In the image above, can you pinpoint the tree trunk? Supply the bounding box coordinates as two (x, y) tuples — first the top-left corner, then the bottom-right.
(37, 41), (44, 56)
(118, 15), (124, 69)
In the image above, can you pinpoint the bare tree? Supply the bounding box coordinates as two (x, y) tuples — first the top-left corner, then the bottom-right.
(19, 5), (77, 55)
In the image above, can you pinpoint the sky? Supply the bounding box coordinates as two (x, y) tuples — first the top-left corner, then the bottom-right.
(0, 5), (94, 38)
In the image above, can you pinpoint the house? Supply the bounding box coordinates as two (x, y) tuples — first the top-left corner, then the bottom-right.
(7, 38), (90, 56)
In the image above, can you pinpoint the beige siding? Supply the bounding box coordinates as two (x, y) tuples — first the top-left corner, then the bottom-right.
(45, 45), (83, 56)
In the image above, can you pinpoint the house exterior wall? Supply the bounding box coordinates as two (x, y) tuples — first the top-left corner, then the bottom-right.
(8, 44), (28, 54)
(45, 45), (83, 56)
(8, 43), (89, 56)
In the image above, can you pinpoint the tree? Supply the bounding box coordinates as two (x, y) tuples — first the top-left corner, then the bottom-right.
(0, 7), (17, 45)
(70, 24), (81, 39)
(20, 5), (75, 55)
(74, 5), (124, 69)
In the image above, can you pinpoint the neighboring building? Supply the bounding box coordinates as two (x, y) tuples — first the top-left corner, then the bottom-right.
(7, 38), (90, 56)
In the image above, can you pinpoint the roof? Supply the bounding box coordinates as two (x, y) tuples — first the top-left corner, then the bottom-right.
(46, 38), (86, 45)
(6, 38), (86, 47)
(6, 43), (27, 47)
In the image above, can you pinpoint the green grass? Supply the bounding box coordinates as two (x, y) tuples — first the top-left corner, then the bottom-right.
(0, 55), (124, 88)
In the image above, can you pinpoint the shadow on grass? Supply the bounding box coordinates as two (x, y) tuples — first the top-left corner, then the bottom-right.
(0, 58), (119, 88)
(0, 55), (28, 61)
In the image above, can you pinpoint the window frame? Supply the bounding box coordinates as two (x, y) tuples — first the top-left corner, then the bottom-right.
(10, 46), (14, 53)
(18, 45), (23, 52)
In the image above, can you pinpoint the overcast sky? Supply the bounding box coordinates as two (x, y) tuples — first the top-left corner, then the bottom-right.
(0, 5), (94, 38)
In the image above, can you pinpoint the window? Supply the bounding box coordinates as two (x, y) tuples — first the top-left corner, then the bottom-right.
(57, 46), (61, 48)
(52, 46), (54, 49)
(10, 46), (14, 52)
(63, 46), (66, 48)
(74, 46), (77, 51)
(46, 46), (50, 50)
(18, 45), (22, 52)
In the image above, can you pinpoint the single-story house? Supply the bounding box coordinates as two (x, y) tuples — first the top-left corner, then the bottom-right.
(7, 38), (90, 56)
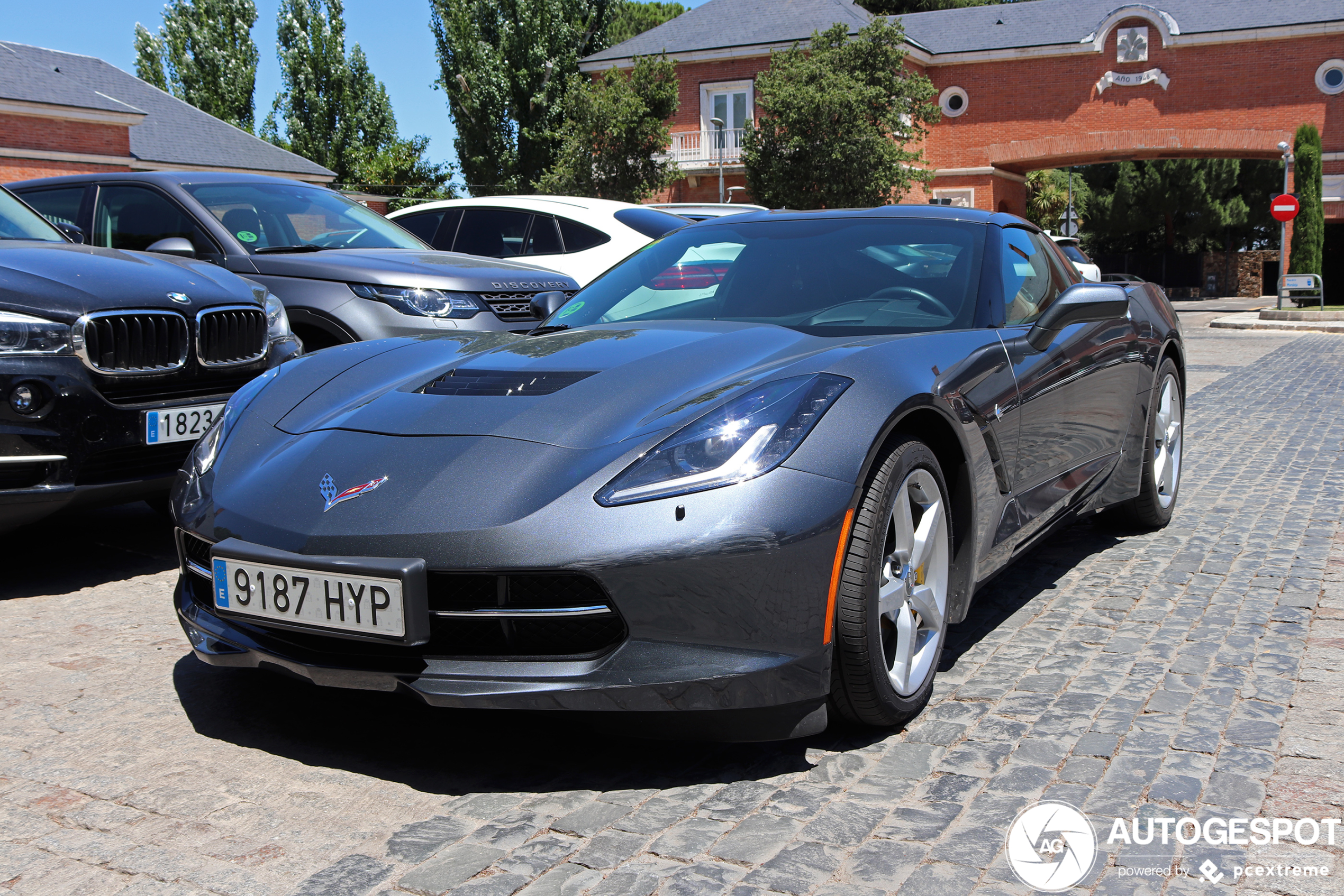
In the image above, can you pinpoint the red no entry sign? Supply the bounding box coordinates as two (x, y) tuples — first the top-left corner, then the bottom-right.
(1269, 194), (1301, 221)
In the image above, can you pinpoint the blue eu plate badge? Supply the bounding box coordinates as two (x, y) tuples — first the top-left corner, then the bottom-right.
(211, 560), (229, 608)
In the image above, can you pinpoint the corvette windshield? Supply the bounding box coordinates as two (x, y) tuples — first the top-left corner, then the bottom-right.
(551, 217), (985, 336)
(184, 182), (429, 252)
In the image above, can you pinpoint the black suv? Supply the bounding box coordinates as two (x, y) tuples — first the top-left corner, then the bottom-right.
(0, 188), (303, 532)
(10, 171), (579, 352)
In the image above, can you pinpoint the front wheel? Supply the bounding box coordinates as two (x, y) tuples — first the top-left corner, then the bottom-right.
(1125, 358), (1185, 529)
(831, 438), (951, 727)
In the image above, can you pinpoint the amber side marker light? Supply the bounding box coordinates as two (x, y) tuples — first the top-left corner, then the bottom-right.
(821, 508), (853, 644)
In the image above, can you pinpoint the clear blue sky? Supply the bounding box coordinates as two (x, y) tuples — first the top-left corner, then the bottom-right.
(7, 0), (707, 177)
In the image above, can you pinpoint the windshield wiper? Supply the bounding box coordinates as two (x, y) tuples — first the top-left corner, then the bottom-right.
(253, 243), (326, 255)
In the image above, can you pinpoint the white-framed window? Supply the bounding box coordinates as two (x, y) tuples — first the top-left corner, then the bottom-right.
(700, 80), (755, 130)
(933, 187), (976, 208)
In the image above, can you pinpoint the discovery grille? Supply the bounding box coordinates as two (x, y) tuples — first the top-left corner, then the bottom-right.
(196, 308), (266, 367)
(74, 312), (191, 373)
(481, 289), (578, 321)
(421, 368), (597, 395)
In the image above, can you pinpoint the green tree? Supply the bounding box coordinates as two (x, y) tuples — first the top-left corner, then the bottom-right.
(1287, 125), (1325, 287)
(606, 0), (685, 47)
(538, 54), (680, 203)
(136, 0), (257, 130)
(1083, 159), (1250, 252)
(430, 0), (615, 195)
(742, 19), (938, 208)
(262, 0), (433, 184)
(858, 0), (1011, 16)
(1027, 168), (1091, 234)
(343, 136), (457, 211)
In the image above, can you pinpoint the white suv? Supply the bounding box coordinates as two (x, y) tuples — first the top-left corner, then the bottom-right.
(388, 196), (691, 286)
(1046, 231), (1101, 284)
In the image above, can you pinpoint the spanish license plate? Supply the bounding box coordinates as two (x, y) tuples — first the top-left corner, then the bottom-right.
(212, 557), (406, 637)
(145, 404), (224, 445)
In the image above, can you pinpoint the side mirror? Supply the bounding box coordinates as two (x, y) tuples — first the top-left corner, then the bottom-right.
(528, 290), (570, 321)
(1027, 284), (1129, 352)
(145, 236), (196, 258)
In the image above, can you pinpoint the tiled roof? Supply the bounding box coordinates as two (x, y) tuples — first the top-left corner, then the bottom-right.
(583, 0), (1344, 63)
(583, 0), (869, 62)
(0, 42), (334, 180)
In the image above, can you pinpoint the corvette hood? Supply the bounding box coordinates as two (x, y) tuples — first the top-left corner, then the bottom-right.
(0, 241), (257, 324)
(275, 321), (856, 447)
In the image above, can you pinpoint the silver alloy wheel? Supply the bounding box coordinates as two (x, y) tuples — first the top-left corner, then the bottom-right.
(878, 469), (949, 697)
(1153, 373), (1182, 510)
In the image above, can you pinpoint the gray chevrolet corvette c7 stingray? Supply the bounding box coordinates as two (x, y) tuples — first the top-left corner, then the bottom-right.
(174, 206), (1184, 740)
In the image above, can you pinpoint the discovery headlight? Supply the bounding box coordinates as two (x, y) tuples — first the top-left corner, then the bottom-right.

——————————

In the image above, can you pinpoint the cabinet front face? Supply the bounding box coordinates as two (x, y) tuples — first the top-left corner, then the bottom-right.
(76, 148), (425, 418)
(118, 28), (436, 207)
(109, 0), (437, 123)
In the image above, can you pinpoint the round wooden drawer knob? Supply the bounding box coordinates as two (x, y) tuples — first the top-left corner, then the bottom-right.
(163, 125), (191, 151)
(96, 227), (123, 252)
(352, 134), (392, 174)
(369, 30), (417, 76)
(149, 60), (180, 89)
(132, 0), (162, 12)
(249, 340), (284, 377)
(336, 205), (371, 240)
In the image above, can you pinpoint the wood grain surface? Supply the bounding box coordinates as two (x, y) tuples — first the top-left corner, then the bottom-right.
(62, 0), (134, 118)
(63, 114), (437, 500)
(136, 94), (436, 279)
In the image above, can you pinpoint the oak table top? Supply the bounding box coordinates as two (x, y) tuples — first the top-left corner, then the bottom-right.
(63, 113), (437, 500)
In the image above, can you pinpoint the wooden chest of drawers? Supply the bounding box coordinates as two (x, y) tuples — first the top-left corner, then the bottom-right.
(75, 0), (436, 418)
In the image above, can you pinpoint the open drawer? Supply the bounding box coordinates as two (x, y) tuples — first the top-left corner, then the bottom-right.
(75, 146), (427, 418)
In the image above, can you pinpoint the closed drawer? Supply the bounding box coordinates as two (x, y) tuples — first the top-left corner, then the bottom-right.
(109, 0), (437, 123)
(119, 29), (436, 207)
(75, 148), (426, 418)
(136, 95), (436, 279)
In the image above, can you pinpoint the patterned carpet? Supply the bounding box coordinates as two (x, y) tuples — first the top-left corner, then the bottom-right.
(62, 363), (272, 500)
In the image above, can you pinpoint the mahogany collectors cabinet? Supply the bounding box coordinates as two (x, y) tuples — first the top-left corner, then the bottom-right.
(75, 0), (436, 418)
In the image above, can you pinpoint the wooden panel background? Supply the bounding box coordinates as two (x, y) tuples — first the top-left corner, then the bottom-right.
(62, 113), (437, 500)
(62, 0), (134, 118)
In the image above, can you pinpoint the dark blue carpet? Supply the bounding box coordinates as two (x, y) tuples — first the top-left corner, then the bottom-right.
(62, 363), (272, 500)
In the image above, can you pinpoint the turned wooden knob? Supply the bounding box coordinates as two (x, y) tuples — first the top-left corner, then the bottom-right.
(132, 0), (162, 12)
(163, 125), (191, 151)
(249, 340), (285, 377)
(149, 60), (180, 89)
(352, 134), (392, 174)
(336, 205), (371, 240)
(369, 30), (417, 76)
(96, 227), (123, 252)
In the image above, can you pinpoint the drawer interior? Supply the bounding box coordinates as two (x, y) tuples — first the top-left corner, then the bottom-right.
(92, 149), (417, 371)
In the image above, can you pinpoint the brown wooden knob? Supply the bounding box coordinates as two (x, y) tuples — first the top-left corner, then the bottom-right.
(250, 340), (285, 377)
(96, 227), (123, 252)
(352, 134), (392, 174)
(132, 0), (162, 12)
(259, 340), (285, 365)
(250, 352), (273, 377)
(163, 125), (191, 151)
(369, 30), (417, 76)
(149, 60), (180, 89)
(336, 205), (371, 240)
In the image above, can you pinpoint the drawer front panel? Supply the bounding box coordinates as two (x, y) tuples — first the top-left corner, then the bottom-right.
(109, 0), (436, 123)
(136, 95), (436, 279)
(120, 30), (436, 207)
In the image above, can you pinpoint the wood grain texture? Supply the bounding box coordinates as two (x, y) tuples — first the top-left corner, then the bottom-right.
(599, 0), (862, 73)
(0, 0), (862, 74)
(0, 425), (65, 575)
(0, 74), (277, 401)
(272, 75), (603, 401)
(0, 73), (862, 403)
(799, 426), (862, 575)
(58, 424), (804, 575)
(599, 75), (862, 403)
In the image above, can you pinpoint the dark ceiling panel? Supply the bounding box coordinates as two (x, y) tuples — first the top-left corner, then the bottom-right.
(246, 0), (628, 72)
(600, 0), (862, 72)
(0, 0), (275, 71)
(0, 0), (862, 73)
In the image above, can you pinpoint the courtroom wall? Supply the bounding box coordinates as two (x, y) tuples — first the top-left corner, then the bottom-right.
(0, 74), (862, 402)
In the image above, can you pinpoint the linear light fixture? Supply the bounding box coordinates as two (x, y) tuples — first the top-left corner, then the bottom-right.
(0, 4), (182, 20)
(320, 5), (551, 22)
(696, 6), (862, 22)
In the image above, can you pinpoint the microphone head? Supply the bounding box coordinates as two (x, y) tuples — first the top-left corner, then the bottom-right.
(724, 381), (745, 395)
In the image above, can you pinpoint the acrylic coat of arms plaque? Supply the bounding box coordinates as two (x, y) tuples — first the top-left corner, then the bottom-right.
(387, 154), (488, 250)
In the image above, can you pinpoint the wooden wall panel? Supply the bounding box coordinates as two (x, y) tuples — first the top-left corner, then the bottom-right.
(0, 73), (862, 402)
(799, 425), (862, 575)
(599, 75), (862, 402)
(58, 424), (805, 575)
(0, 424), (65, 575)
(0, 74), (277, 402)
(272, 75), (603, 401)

——————————

• Your task
Revise the lines from the line with "In the image above, can you pinpoint the white suv?" to the line with "In the image above, can you pinpoint the discovery headlight?", replacing "pinpoint" with "locate" and keeping everything else the same. Give only those lines.

• Task answer
In the image above, can you locate the white suv? Supply the bounding box coordinates as two (x, y) tuples — first the top-left corner, then the bottom-right.
(388, 196), (691, 286)
(1046, 231), (1101, 284)
In the image above, can you locate the spanish license plate? Supply the bounding box coordinates as two (x, y) tuples — first the top-left corner, then the bottom-right.
(212, 557), (406, 637)
(145, 404), (224, 445)
In the image above, can you locate the side mirror? Supply the bounding box coordinates as two (x, y) tuples — first the top-left corner, then the bottom-right.
(528, 290), (570, 321)
(1027, 284), (1129, 352)
(145, 236), (196, 258)
In the image above, can you locate the tiled roof? Supply the bounding box coordinates as two (x, y) tuples — first the top-left corner, then the bottom-right.
(583, 0), (1344, 63)
(583, 0), (869, 62)
(0, 42), (334, 180)
In the image above, can you locate the corvette hood? Supply the bounding box coordinates as two (x, y) tuples — first the top-left corner, then the bottom-right.
(0, 241), (257, 324)
(275, 321), (856, 447)
In the image above, can you locate the silver alloy wheel? Supply the bounding box coordinates as two (x, y) tuples — first the top-left corner, then the bottom-right.
(878, 469), (949, 697)
(1153, 373), (1182, 510)
In the image above, can you locate the gray chevrolet corvette c7 stingray? Supply the bounding box coordinates as two (x, y) tuples — first the top-left corner, then the bottom-right.
(174, 206), (1184, 740)
In the image above, can you locate the discovery headlight? Supply the bounding box coordinates as two (x, y) tuples — first the top-left corner, then the bottom-right.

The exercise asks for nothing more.